Chaleureux et rayonnant, Calixto Neto fait partie de ces êtres habités d’une belle lumière intérieure. La voix douce, que son accent brésilien rend musicale, un sourire franc et communicatif, complètent ce portrait d’un artiste rare et simple, qui a définitivement la danse dans la peau. « Ma mère, ma sœur ainée ont été danseuses. Dans l’état du Pernambouc, où j’ai grandi, il y a une tradition du mouvement et de l’expression corporelle. C’est endémique, tout le monde danse. » Pourtant, enfant et adolescent, c’est le théâtre qui passionne l’artiste en herbe.
À l’université, il poursuit sa formation en art dramatique, mais très vite, le besoin de s’approprier son corps, de se sentir à l’aise avec lui, le ramène vers la danse. « J’ai pris conscience du besoin que j’avais de me mouvoir, de danser, de pratiquer physiquement un art. Même si dans ma région, il n’y a pas de conservatoire dédié à cette discipline ou de formation académique, j’ai commencé à prendre des cours dans des studios et pratiquais également des danses traditionnelles. »
La danse viscéralement
Parallèlement à sa pratique, il découvre le travail de Lia Rodrigues, et de nombreux artistes brésiliens, qui se produisent à Recife. « Il y a une effervescence créatrice dans mon pays, que ce soit à Rio, à São Paulo ou dans ma ville natale. Très vite, à cette époque, je me suis rendu compte que j’étais plus attiré par les productions chorégraphiques et performatives que théâtrales. Il y avait en tout cas quelque chose dans le geste créatif des chorégraphes qui résonnait plus fort en moi. »
Rare garçon à pratiquer, il est le centre des attentions. Ce qui n’est pas pour lui déplaire. « Je me sentais valorisé. Il y avait une forme de désir réciproque, qui me plaisait beaucoup. Cela m’a séduit, bien au-delà, des projets que j’avais et de l’idée que je me faisais ce métier. » Loin du chemin qu’il avait imaginé, Calixto Neto fait de la danse le pilier de son existence. Après un appel d’une amie danseuse, il déménage à Rio de Janeiro et intègre la Compagnie de Lia Rodrigues.

Extrait de données:
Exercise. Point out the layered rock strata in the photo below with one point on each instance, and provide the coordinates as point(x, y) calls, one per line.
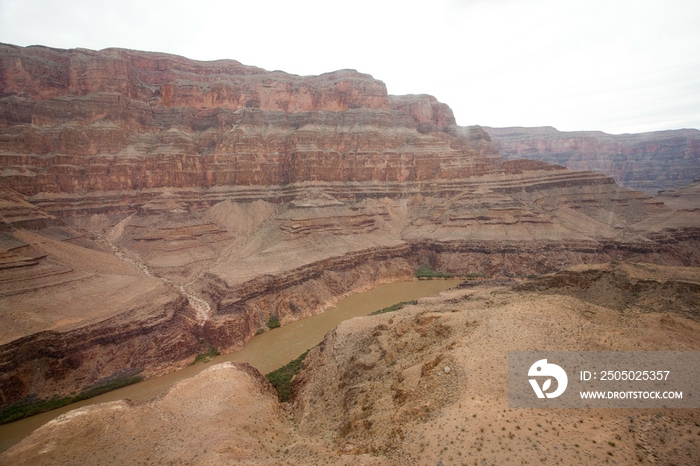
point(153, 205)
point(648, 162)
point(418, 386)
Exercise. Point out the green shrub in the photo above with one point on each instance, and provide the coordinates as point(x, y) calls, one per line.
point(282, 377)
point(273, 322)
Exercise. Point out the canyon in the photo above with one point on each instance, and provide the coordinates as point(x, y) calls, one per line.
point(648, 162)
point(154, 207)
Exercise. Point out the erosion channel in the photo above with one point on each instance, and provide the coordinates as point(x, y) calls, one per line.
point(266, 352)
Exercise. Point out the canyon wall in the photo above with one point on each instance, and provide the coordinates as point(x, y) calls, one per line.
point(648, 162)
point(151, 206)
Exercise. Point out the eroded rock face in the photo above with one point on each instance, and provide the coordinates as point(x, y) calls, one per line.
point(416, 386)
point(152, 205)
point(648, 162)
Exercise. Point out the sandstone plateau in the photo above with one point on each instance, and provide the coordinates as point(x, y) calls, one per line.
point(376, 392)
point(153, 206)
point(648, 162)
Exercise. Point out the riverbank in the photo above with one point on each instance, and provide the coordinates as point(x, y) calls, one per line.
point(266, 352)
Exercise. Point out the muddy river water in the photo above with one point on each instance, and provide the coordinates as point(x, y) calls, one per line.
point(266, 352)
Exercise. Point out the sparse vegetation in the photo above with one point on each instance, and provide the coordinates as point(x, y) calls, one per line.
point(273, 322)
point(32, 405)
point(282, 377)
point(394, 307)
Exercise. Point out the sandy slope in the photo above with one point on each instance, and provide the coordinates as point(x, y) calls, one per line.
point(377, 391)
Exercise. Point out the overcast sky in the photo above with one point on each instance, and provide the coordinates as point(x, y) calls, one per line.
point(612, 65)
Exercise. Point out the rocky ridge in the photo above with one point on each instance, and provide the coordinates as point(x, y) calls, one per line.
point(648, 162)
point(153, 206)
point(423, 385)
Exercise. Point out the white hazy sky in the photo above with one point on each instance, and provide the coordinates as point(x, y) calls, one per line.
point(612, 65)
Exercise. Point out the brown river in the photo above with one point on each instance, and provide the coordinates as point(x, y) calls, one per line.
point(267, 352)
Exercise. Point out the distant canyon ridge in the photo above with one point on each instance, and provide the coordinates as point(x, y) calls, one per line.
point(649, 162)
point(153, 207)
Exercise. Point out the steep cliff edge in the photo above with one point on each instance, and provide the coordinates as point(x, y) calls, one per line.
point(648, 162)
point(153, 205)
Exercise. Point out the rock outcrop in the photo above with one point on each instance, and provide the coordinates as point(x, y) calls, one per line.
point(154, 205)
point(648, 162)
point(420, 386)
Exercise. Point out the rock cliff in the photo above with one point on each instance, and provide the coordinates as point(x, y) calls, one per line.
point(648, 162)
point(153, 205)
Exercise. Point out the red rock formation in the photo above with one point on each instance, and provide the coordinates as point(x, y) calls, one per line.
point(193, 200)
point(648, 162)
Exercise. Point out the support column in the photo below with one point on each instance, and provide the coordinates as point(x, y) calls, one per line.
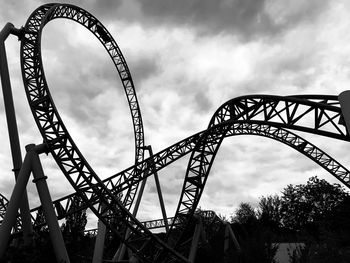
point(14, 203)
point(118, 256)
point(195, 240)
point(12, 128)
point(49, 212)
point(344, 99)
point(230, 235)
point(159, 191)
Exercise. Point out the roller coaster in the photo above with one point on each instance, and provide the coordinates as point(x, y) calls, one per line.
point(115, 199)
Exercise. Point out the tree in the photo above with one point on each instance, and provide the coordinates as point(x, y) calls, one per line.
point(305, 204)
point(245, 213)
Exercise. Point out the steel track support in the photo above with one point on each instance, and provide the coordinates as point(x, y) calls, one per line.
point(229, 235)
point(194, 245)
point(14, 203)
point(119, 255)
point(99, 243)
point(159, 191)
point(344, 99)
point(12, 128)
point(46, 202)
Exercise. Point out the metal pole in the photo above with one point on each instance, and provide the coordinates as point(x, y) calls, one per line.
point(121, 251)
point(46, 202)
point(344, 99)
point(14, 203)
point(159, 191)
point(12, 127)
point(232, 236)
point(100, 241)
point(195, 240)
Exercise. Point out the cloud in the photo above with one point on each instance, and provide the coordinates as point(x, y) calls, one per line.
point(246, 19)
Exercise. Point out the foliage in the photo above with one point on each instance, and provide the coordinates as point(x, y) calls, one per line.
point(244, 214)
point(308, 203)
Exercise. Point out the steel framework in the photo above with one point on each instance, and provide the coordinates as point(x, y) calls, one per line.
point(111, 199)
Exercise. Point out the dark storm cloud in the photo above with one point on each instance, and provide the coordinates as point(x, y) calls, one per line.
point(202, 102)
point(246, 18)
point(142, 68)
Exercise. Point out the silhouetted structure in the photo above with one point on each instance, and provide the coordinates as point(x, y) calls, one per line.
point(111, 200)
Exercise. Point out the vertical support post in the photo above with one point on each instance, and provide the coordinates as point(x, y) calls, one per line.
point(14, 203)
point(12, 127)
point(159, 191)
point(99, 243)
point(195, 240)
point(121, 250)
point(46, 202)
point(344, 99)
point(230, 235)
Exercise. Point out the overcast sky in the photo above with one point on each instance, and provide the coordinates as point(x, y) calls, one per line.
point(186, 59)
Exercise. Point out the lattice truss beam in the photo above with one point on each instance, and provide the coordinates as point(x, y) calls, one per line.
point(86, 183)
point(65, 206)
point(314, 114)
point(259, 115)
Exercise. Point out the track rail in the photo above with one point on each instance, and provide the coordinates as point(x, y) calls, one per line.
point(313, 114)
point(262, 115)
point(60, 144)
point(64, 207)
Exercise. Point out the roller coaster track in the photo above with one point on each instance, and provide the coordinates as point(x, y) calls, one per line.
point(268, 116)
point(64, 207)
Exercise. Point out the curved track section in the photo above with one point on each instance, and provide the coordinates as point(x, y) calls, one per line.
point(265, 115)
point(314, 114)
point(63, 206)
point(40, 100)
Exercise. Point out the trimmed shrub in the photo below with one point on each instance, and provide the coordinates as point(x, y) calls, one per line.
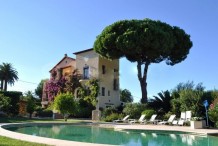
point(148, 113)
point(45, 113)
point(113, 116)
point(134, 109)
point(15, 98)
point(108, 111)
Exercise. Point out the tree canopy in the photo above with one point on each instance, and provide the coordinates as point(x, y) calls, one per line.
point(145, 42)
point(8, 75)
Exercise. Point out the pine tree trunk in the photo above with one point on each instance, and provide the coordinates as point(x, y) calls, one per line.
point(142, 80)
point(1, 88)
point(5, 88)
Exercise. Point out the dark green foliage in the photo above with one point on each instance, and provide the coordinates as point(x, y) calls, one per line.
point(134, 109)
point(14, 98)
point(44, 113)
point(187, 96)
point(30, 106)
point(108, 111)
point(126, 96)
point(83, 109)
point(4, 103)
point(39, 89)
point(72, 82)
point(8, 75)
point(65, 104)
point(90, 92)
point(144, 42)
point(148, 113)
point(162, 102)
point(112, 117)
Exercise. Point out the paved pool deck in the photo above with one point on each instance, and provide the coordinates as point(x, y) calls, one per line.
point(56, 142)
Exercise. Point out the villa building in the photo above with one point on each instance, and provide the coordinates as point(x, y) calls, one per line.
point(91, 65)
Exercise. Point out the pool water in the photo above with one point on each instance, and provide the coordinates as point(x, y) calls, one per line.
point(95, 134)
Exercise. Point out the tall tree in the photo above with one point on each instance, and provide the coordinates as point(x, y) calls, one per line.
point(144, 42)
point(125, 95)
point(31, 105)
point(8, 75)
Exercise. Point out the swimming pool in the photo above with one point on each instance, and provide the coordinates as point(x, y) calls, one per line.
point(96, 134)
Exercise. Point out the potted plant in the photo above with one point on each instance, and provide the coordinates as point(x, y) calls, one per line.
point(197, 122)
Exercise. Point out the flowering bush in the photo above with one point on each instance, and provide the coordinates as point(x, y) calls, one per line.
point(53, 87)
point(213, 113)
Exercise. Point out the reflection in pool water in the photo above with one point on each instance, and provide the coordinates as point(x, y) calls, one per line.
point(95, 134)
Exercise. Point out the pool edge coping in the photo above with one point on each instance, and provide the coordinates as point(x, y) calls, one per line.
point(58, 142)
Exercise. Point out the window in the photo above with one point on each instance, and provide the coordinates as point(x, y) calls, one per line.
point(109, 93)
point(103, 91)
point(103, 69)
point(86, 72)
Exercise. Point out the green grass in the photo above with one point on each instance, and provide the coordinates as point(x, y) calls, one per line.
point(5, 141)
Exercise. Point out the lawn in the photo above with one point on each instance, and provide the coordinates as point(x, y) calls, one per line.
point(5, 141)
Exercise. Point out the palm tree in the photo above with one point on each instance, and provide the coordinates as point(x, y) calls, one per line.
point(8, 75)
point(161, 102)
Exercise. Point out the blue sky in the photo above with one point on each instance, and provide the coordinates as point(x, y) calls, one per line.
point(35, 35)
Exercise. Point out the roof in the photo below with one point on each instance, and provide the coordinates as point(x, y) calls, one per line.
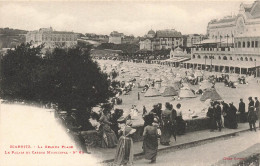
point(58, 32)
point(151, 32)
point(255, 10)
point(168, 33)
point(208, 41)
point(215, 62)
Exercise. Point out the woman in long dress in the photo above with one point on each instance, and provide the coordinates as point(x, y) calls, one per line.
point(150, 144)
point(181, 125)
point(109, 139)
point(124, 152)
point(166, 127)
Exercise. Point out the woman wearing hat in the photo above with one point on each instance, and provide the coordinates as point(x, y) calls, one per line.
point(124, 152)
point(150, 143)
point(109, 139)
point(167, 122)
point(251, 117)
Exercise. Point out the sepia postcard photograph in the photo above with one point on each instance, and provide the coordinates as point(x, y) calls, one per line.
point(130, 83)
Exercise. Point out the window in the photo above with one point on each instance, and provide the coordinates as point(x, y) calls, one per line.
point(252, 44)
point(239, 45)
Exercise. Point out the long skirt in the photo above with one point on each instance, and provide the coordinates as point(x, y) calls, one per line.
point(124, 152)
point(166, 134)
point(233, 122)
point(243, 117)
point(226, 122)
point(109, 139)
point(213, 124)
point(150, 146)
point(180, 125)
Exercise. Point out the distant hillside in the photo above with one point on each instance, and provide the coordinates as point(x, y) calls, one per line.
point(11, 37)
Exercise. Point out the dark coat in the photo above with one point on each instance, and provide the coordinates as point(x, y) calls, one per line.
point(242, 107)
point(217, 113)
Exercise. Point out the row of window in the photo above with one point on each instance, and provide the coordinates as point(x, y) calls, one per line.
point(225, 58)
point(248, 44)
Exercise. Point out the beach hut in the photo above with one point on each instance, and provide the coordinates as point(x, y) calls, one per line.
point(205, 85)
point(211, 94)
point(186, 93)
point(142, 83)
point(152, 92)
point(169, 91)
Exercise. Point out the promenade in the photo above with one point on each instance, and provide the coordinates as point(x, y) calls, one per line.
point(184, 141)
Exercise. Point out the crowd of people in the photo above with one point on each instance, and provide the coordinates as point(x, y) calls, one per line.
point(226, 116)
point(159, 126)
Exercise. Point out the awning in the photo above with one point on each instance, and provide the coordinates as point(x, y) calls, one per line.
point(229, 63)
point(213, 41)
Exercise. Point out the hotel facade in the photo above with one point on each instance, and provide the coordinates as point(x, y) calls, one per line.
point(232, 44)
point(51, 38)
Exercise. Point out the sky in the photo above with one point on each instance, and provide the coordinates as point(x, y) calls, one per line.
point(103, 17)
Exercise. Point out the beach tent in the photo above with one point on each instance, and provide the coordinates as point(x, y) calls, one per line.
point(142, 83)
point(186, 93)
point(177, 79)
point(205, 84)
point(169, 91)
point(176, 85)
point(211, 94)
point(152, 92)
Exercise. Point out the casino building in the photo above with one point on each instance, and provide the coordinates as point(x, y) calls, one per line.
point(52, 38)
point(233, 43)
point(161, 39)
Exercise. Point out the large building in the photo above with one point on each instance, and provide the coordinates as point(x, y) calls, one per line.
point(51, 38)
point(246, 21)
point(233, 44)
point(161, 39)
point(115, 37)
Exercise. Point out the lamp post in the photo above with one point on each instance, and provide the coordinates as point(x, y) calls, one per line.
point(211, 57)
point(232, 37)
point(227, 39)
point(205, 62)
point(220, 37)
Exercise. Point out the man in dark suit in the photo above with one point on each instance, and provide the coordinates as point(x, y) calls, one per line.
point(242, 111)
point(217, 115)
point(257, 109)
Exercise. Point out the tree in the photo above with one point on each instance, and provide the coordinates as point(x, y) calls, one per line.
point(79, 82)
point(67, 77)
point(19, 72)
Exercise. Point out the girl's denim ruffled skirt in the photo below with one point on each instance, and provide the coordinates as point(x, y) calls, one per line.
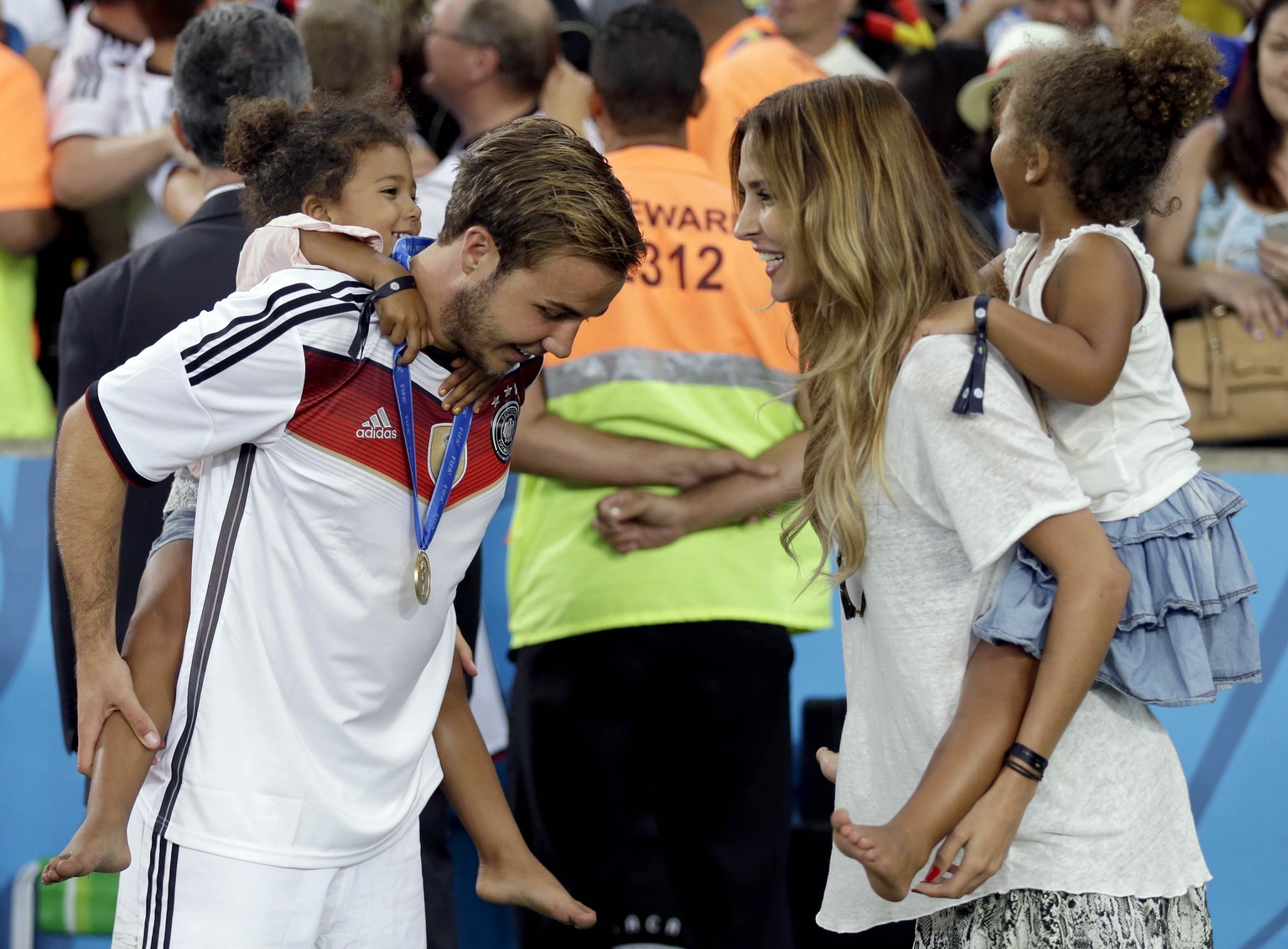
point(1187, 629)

Exercices:
a. Dans le portrait de Calixto Neto, quelle compagnie rejoint-il après son arrivée à Rio de Janeiro ?
b. Écrivez la suite du portrait de Calixto Neto, en reprenant juste après sa dernière phrase.
Le matériel ci-dessus n'a aucun lien avec le portrait de Calixto Neto.

Corrigé:
a. La Compagnie de Lia Rodrigues.

b.
La vie de troupe
On est en 2003. La chorégraphe présente, à Recife, Ce dont nous sommes faits. « À ce moment-là, j’ai un grand appétit pour les nouvelles formes. C’était d’autant plus intriguant qu’il y a, à cette époque tout du moins, une belle dynamique de circulation de spectacles. Je me nourris de toutes ces œuvres. Le travail de Lia me touche particulièrement. Alors quand j’apprends que deux de ses danseurs sont sur le départ, je fonce. D’abord comme stagiaire volontaire, ce qui me permet de prendre des cours et de suivre les créations de la troupe, puis, un an plus tard, j’intègre la compagnie. » Six ans durant, il est de tous les spectacles, découvre l’Europe.
Un nouveau départ
Insatiable, avide de connaissances et de découvrir le monde, Calixto Neto quitte la troupe et s’envole pour l’Europe, destination Montpellier. « À ce moment de ma vie, je me posais plein de questions. J’avais besoin de recadrer ma pratique, de me retrouver et de me ressourcer. Je suis plutôt autodidacte. J’avais très envie de reprendre mes études, de m’inscrire à un master. Deux amis, Ana Pi et Thiago Granato m’ont parlé de la formation Exerce au Centre chorégraphique de Montpellier. Lors d’une tournée, j’ai pu découvrir l’endroit. Cela m’a plu. J’ai postulé et j’ai été pris. »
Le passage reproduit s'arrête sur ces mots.